**TEXT EXCERPT**
══════════
With distinctive brushwork that evokes a bygone era of pop culture, and stories that are by turns funny and elegiac, Seth has established himself as one of Canada’s foremost cartoonists, though the identifiably Canadian aspects of his work rarely disclose themselves in a straightforward manner. Seth’s first book, It’s a Good Life, If You Don’t Weaken (1996), chronicles his search for an obscure Canadian gag cartoonist, John “Kalo” Kalloway, whose work appeared sporadically in magazines like The New Yorker and The Saturday Evening Post. The book also contains extended first-person ruminations from Seth, and depictions of his day-to-day life in Toronto, including his friendship with fellow cartoonist Chester Brown. However, this ostensibly autobiographical story is not quite what it appears to be: Kalo is not an actual historical figure and the entirely plausible “reproductions” of magazine pages featuring his work are forgeries created by Seth. It’s a Good Life constitutes an intervention into both the history of cartooning and the autobiographical mode that has become so familiar in contemporary comics.
══════════
**MATERIAL SUPPLIED**

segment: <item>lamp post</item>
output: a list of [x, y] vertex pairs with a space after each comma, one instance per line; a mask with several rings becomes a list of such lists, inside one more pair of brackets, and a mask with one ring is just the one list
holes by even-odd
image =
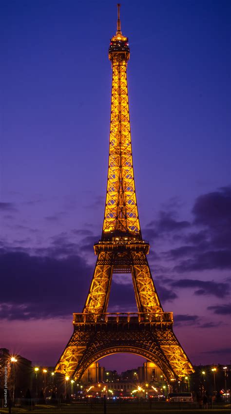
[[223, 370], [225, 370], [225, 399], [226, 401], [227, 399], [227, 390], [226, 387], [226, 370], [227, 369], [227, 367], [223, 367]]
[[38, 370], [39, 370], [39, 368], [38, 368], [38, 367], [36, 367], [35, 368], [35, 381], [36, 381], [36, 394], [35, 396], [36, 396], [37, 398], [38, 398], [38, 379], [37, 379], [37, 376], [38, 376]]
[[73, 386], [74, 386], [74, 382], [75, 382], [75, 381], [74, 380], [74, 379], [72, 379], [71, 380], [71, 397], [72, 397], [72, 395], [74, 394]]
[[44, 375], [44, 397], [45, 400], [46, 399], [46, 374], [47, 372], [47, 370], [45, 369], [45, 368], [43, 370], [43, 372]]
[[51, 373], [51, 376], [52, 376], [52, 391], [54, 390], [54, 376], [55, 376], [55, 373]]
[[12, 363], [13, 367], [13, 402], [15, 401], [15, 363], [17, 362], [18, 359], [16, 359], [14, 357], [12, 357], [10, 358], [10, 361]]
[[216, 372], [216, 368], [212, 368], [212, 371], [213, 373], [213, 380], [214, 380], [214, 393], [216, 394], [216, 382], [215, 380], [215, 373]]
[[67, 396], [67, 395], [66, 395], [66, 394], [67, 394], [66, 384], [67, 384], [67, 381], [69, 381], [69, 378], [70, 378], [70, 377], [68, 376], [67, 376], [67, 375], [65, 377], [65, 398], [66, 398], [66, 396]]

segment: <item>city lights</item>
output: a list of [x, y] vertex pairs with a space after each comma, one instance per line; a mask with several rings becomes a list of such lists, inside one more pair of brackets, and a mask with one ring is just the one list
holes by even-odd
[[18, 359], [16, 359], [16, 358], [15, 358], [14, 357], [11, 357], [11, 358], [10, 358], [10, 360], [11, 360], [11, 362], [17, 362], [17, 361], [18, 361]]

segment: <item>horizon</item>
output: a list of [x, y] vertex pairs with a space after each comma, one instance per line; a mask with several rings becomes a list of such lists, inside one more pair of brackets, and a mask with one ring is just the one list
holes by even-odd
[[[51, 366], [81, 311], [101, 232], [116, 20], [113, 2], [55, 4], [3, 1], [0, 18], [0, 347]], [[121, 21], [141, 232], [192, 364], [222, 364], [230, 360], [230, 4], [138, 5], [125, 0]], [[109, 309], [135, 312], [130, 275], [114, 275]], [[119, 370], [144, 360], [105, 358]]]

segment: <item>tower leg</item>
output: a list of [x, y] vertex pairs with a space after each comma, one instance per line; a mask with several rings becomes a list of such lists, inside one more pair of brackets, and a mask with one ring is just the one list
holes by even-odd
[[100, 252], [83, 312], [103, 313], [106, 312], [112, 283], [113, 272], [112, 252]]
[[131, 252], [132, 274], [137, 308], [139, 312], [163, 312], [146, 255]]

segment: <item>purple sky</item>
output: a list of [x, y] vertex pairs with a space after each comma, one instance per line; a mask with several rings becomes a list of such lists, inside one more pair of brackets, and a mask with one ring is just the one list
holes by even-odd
══════════
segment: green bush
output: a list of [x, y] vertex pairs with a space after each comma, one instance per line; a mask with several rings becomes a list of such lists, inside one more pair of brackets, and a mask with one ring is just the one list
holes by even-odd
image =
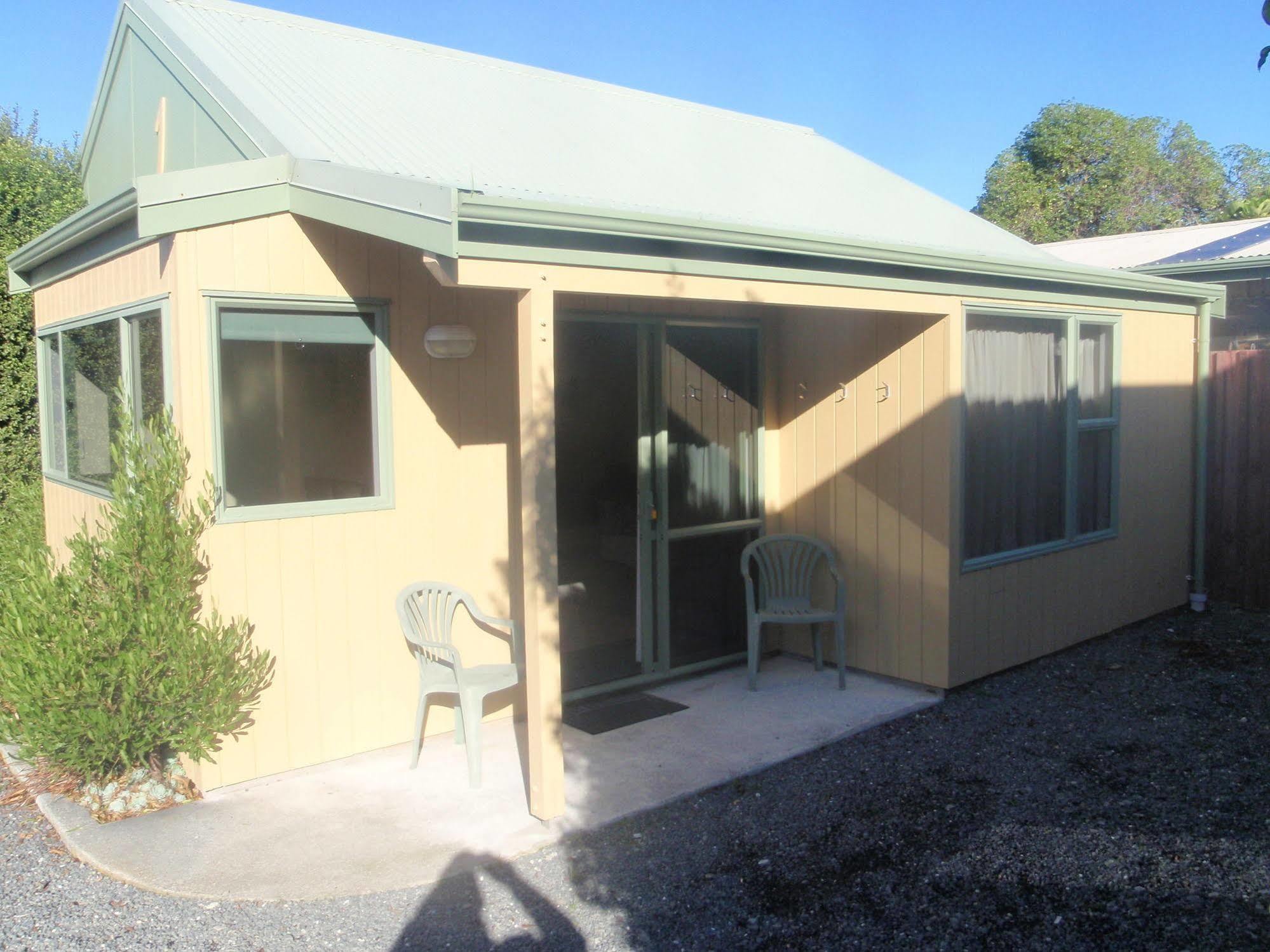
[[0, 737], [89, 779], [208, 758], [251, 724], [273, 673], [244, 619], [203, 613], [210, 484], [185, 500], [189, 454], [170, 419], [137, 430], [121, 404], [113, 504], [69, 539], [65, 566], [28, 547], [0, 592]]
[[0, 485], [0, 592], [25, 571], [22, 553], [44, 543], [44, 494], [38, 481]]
══════════
**SHORT EXERCISE 1**
Answer these from the text on the cartoonist Seth, one line each:
(a) In what year did Seth's first book appear?
(b) Which fellow cartoonist's friendship with Seth does the book depict?
(c) Who created the magazine page "reproductions" featuring Kalo's work?
**SHORT EXERCISE 2**
Translate this sentence from the text on Seth into Spanish: "It’s a Good Life constitutes an intervention into both the history of cartooning and the autobiographical mode that has become so familiar in contemporary comics."

**EXERCISE SOLUTION 1**
(a) 1996
(b) Chester Brown
(c) Seth

**EXERCISE SOLUTION 2**
It’s a Good Life constituye una intervención tanto en la historia de la historieta como en el modo autobiográfico que se ha vuelto tan familiar en el cómic contemporáneo.